> [PROBLEM TO WORK ON] Return only the line that contains "For every instance of the bicycle frame, mark" and each line after it, through the last line of the data below, copied exactly.

Object point labels
= = = =
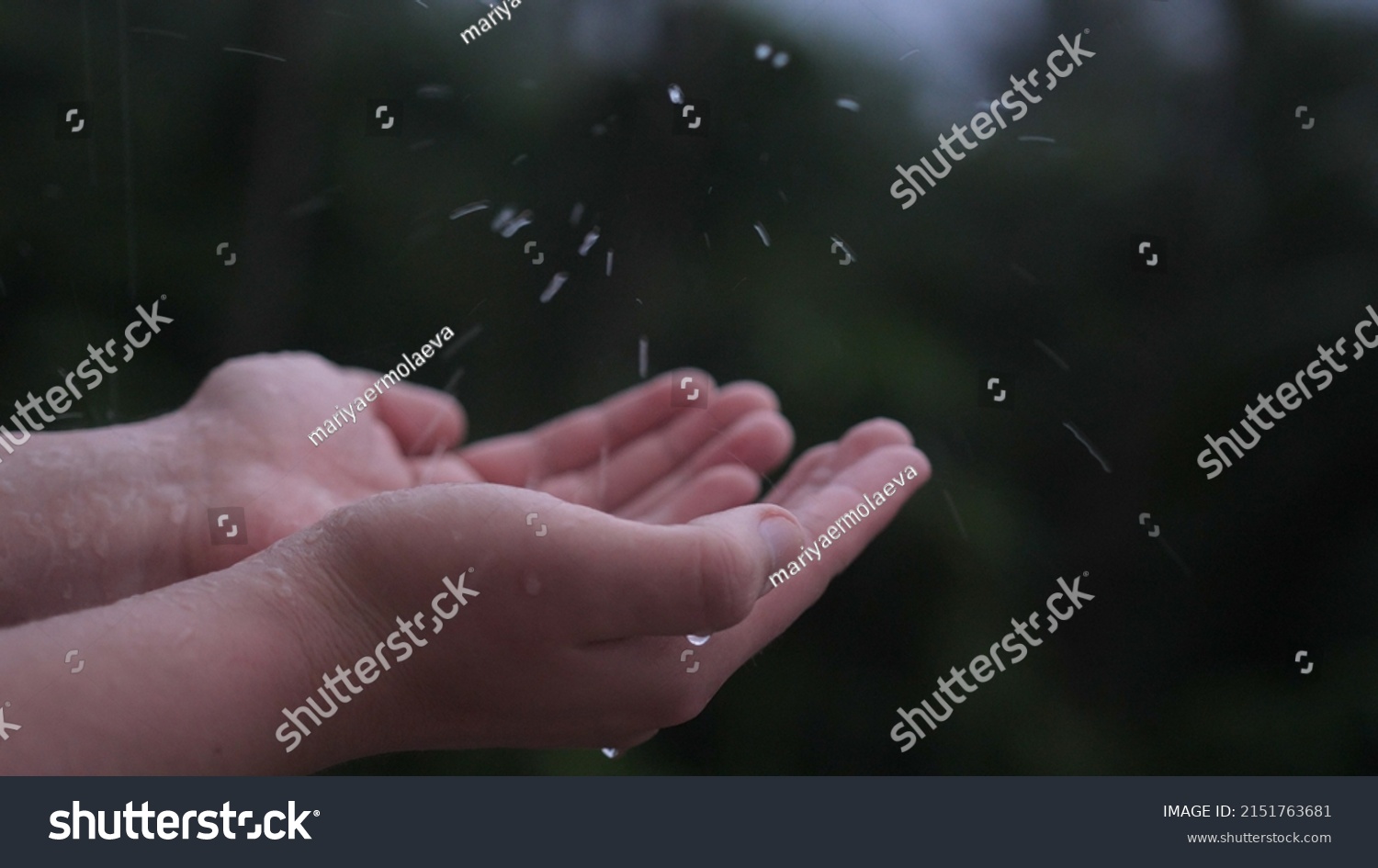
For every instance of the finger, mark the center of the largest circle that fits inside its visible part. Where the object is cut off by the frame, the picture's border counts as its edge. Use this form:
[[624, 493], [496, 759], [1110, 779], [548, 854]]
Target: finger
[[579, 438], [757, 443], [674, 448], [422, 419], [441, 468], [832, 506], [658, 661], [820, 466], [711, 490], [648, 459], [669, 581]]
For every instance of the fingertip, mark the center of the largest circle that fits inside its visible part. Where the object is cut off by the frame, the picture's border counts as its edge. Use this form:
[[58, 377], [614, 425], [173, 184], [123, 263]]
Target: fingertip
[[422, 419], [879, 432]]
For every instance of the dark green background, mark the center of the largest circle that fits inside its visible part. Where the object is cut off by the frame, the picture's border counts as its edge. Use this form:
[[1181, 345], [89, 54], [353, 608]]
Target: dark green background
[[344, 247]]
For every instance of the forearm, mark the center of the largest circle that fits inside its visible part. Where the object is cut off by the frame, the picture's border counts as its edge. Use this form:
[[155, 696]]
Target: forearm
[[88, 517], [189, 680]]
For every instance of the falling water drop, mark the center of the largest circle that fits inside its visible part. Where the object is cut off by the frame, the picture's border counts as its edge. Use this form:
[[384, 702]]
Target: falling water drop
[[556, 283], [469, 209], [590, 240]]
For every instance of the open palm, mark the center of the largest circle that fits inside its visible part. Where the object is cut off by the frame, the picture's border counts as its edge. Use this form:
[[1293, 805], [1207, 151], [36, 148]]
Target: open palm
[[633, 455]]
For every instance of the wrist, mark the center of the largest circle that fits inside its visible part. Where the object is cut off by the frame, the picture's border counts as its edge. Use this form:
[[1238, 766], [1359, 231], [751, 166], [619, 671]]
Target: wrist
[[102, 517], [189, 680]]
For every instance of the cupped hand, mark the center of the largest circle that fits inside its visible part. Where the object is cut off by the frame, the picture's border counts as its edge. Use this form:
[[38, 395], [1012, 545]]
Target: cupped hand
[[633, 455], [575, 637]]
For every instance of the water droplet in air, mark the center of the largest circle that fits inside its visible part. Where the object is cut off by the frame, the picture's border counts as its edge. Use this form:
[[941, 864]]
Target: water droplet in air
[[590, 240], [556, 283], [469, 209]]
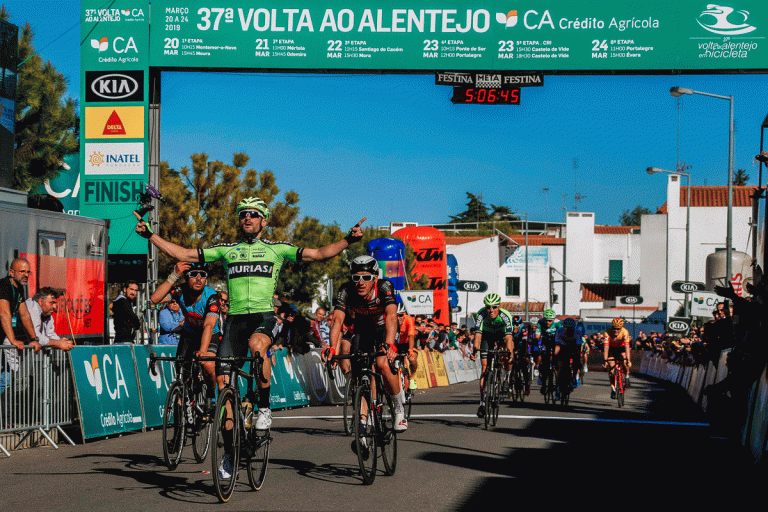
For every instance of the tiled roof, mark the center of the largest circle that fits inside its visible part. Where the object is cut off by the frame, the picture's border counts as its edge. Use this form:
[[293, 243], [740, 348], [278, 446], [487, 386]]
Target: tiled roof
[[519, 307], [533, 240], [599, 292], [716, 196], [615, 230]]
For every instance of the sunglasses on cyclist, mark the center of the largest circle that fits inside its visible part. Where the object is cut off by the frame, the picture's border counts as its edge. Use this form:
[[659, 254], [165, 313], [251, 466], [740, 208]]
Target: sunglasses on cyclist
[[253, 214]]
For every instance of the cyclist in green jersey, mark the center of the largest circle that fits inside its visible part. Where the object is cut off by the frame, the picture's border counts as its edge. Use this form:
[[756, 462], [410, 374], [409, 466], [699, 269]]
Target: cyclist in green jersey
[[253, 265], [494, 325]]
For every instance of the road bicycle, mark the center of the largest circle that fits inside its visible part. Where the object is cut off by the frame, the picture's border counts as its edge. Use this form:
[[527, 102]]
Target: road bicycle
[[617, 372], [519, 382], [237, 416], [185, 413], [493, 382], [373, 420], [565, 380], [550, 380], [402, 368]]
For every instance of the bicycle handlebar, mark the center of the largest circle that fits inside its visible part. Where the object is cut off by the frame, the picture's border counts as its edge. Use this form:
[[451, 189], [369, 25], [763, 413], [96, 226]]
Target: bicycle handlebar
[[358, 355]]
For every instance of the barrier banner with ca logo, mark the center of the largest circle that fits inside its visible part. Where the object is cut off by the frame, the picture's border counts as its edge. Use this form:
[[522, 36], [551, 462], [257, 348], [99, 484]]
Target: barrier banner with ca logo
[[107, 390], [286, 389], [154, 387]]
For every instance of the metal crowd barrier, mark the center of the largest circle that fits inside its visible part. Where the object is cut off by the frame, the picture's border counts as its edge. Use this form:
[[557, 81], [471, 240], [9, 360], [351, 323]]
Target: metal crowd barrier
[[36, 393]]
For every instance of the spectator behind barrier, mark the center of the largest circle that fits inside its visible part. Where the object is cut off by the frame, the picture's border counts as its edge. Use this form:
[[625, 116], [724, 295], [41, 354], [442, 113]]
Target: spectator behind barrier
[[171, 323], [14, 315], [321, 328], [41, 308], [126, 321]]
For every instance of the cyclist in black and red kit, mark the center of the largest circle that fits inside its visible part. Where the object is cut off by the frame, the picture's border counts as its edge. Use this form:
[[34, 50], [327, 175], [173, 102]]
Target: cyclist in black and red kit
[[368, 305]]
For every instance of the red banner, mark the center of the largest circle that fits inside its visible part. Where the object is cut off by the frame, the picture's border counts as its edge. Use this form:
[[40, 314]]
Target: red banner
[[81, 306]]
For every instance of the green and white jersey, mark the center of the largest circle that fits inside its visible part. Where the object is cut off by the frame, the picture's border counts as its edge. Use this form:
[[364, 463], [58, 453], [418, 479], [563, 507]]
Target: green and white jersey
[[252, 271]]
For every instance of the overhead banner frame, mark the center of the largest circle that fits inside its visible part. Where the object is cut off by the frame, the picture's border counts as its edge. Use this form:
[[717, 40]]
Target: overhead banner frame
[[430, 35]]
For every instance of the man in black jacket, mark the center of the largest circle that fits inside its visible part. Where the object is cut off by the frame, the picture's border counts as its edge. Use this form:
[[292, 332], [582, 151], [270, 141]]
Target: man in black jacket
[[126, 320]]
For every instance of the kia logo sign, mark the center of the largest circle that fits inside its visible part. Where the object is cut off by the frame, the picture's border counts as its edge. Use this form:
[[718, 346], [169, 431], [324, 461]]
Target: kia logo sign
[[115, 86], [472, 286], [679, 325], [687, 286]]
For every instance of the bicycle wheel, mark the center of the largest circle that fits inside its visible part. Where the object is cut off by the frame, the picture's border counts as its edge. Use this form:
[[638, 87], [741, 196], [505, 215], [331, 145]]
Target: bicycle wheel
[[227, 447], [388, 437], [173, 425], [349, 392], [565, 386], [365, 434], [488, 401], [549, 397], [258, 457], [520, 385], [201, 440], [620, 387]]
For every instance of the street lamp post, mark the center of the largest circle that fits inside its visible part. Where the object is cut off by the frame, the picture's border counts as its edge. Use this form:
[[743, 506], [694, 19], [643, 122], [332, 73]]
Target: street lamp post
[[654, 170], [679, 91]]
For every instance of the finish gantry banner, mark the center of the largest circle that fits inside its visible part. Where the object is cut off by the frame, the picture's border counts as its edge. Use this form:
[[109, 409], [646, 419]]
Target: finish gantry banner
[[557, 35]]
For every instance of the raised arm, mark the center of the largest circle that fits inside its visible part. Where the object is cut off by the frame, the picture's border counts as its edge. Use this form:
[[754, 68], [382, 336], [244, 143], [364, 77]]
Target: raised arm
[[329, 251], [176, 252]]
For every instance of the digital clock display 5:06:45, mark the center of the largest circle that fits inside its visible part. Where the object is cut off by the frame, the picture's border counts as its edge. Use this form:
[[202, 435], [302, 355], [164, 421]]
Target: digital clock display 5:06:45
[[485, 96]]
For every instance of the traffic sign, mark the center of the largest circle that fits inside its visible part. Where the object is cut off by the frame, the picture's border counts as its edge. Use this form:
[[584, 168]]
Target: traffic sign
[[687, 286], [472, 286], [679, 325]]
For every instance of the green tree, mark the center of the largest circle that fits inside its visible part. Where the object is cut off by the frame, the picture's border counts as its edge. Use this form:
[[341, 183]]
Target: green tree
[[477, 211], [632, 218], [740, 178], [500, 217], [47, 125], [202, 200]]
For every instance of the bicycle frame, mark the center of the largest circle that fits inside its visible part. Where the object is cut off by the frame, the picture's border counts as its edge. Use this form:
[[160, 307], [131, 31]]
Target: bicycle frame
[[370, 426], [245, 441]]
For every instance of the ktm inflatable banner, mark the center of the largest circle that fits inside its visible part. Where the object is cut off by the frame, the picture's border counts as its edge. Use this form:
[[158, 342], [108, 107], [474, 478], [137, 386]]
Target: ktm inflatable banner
= = = =
> [EXERCISE RESULT]
For every instance of the bicycle frame, mark the center of the largest circle that fits inside its visible part. Where the object is cut off by the frame, the picture's border counts as its edge. Use this form:
[[160, 307], [131, 31]]
Target: bicycle frame
[[370, 426], [245, 441]]
For every instance of the ktm inflatable banner, mark the center of the largest circle that fits inside its visible part. Where the object is cut off by the frame, the picture's border counts as its edge. Use this form:
[[158, 342], [108, 107], [474, 478], [137, 386]]
Target: ktm inflatable banner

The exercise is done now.